■ THE TASK
Rewrite the part of the piece about Joyce Eileen Hill that begins at the words "Approximately 35 people" and stops after "fight the application.", changing "fundraising committee" to "planning committee".
PASSAGE TO READ Start Marker
ROCKWOOD – Joyce Eileen Hill, who died at home on Jan. 28 of this year at the age of 86, was someone people might call an unsung hero.
A lifelong volunteer in her community, she never actually received an award for her tireless work – and yet she was just the kind of person every community should have, because from day one she wanted to help.
Trained as a nurse at Wellesley Hospital School of Nursing, she began her nursing career in Toronto, doing what she was meant to do.
She loved working in the operating room at the Hospital for Sick Children and later in the Emergency Department of the Deep River and District Hospital.
She remained lifelong friends with a number of classmates, and after the untimely death of her first husband, John David Currie, one of them arranged a blind date with William Hill who was to become her second husband.
When she and Bill wanted to move to the county in 1976, closer to where the children could go downhill skiing, they purchased the old Pasmore farm just outside of Rockwood as a weekend getaway. It soon became their permanent home, and they spent the next 53 years restoring it and filling it with beautiful antiques.
However, Bill was still working in Toronto, where he operated his own mining consultancy and the children were still attending school in Toronto. The two older boys, Brian and David attended St. George’s College, and their daughter Mary, was at St. Clement’s.
The GO train had just begun service from Georgetown, so the four of them were able to travel by train to Toronto every day.
Joyce’s most recent service to the community was in 2011, when she alerted her neighbours to the news of a public meeting about an application for a gravel extraction operation at Hidden Quarry, on the corner of 6th Line and Highway 7.
Instantly realizing that this would be a big deal, Joyce designed a flyer that day announcing that a meeting would be held in their kitchen; she printed several copies and distributed them to their neighbours.
Approximately 35 people attended, and a fundraising committee was formed. The Concerned Residents’ Coalition (CRC) was then organized and incorporated.
Joyce organized the first garage sale and she added a large number of plants from her own garden and growing greenhouse.
Over seven years (during which Bill’s mining expertise was also to prove invaluable) a total of $750,000 was raised to fight the application.
PASSAGE TO READ End Marker
SUPPLIED INFORMATION Start Marker
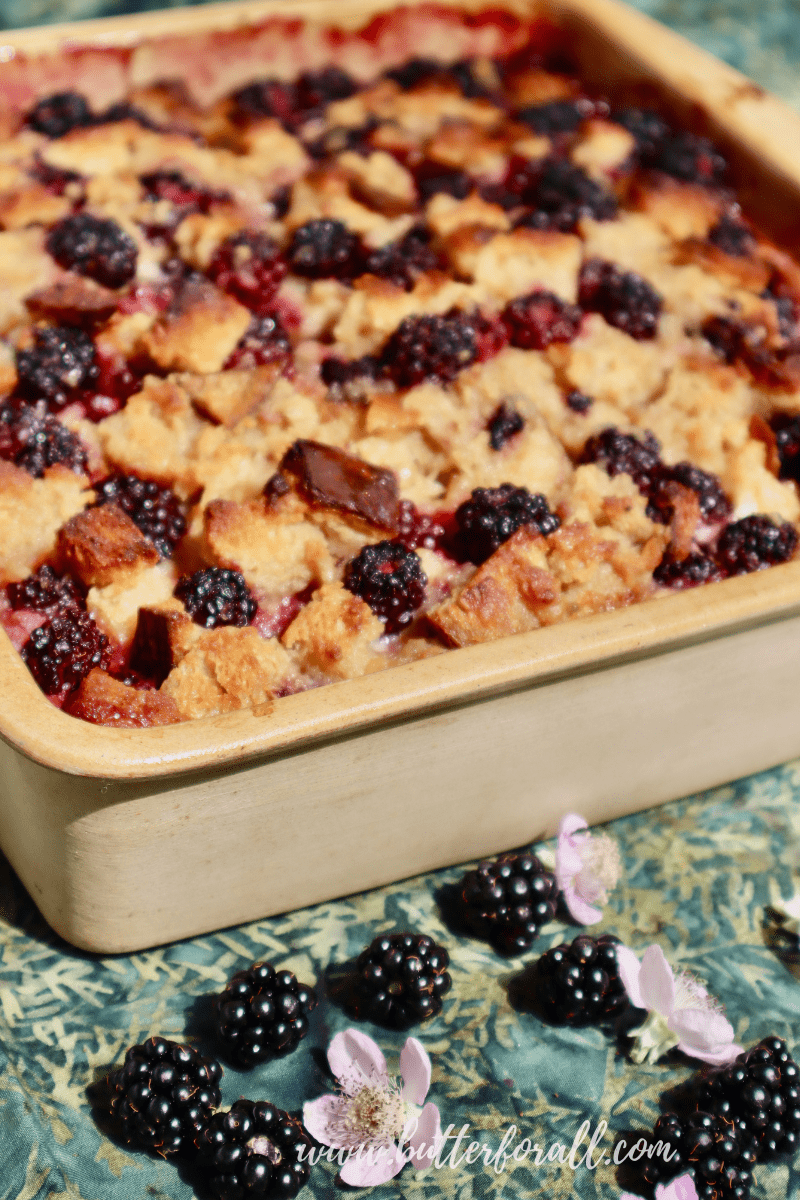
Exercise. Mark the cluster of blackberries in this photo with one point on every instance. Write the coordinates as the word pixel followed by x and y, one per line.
pixel 734 1117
SUPPLIED INFORMATION End Marker
■ RESPONSE TO THE EXERCISE
Approximately 35 people attended, and a planning committee was formed. The Concerned Residents’ Coalition (CRC) was then organized and incorporated.
Joyce organized the first garage sale and she added a large number of plants from her own garden and growing greenhouse.
Over seven years (during which Bill’s mining expertise was also to prove invaluable) a total of $750,000 was raised to fight the application.